[Data entries]

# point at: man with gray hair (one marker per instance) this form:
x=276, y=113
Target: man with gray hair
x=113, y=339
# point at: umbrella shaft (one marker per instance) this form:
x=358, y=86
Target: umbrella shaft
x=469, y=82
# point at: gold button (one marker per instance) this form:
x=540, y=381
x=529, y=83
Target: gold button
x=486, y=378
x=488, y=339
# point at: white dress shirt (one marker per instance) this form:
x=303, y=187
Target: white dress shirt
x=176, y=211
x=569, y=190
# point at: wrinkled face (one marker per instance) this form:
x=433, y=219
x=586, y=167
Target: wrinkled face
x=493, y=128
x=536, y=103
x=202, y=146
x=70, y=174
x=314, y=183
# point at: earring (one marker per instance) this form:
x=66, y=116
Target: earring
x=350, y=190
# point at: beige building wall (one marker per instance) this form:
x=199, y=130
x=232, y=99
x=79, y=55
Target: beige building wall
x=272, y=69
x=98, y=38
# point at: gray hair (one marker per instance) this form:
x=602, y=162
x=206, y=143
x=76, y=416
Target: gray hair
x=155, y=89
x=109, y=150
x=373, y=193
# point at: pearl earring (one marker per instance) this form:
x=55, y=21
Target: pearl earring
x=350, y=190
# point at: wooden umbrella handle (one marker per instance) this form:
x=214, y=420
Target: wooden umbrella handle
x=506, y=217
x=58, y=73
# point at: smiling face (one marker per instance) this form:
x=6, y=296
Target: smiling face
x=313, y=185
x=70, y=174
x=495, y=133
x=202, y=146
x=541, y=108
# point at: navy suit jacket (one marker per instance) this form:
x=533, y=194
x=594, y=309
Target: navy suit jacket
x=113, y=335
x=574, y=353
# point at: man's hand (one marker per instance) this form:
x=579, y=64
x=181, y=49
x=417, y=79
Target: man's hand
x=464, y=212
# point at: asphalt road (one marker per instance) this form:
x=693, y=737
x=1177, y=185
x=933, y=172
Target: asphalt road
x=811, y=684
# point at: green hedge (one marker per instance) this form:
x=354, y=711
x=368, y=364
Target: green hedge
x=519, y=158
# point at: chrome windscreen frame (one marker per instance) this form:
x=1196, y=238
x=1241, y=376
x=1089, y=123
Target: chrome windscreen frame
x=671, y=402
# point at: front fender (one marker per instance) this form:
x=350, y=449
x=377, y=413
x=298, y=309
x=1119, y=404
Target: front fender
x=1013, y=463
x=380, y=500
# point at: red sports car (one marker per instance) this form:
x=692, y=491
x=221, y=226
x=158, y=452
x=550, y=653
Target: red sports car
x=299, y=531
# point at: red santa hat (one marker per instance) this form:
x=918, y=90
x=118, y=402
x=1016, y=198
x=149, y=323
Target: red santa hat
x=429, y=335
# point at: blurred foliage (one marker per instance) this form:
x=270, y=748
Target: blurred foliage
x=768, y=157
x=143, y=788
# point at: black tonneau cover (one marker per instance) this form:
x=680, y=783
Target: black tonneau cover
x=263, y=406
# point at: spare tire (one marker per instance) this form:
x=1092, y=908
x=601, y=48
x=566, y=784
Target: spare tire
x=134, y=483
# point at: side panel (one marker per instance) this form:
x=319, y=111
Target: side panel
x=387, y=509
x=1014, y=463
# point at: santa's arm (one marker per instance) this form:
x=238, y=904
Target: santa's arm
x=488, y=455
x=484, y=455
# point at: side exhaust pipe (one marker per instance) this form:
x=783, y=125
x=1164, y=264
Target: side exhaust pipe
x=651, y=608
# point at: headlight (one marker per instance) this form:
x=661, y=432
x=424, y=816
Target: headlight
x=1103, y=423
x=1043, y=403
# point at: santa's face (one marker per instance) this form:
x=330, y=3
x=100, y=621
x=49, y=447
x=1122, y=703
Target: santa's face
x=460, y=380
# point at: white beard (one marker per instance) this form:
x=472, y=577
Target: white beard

- _Exercise prompt_:
Nothing in the records may change; write them out again in full.

- _Exercise response_:
# point at: man with gray hair (one marker per instance) this form:
x=276, y=113
Target: man with gray hair
x=113, y=339
# point at: umbrella shaft (one marker per instance) this form:
x=358, y=86
Target: umbrella shaft
x=469, y=82
# point at: gold button (one marker per instance) this form:
x=540, y=381
x=529, y=83
Target: gold button
x=486, y=378
x=488, y=339
# point at: white dress shirt (one marker per instance) this form:
x=303, y=187
Target: white dress shirt
x=176, y=211
x=569, y=190
# point at: wrinkled face (one marker per instance) this form:
x=433, y=219
x=586, y=167
Target: wrinkled face
x=493, y=128
x=536, y=103
x=202, y=146
x=70, y=174
x=314, y=183
# point at: earring (one marker per instance) this form:
x=66, y=116
Target: earring
x=350, y=190
# point at: beige building wall (one marker per instance) this form:
x=199, y=130
x=232, y=99
x=79, y=55
Target: beige building wall
x=272, y=69
x=98, y=38
# point at: gray hair (one marker per instance) this form:
x=602, y=162
x=206, y=143
x=76, y=416
Target: gray hair
x=155, y=89
x=109, y=150
x=373, y=193
# point at: pearl earring (one marker per instance) this form:
x=55, y=21
Target: pearl earring
x=350, y=190
# point at: wooden umbrella handle (one marker per instance) this form:
x=214, y=420
Target: wooden umbrella handle
x=506, y=217
x=58, y=73
# point at: smiling face (one marker per instance) this form:
x=6, y=296
Target: smiling face
x=313, y=185
x=70, y=174
x=495, y=133
x=202, y=146
x=541, y=108
# point at: navy suit jacket (one marker per instance) this form:
x=533, y=194
x=594, y=309
Target: navy suit jacket
x=113, y=335
x=574, y=353
# point at: man's hand (one marker per instance) this form:
x=579, y=64
x=181, y=49
x=417, y=79
Target: man's hand
x=464, y=212
# point at: asphalt road (one marker per instance) this form:
x=693, y=737
x=1177, y=185
x=933, y=172
Target: asphalt road
x=811, y=684
# point at: green hedge (one marker per instance) this form:
x=354, y=711
x=368, y=364
Target: green hedge
x=519, y=158
# point at: chrome windscreen frame (one marker per instance) this form:
x=1196, y=238
x=1241, y=376
x=1089, y=123
Target: chrome windscreen frame
x=671, y=402
# point at: front fender (one marker per instance) this form:
x=350, y=449
x=377, y=413
x=298, y=309
x=1119, y=404
Target: front fender
x=1013, y=463
x=380, y=500
# point at: red sports car (one marker per instance) this form:
x=692, y=491
x=221, y=226
x=158, y=452
x=550, y=653
Target: red sports car
x=299, y=531
# point at: red santa hat (one marker per instance) this form:
x=918, y=90
x=118, y=402
x=1016, y=198
x=149, y=323
Target: red santa hat
x=429, y=335
# point at: blurred foliage (one marker per instance) this form:
x=270, y=748
Target: blurred foliage
x=768, y=157
x=143, y=788
# point at: black tonneau cover (one marker per instance) this form:
x=680, y=783
Target: black tonneau cover
x=263, y=406
# point at: spare tire (one marker per instance) this form:
x=1092, y=908
x=601, y=48
x=566, y=784
Target: spare tire
x=134, y=483
# point at: side panel (one marker per instance) this form:
x=319, y=111
Target: side panel
x=387, y=509
x=1014, y=463
# point at: santa's arm (one marker per instance) this form:
x=238, y=904
Target: santa's arm
x=488, y=455
x=484, y=455
# point at: side exhaust pipe (one marker per instance) this form:
x=783, y=125
x=1164, y=264
Target: side exhaust pipe
x=651, y=608
# point at: headlight (one marker per instance) this form:
x=661, y=432
x=424, y=816
Target: headlight
x=1103, y=423
x=1043, y=403
# point at: santa's face (one marker per instance) this form:
x=330, y=3
x=100, y=621
x=49, y=447
x=1122, y=703
Target: santa's face
x=460, y=380
# point at: white beard (one marker per instance) this form:
x=472, y=577
Target: white beard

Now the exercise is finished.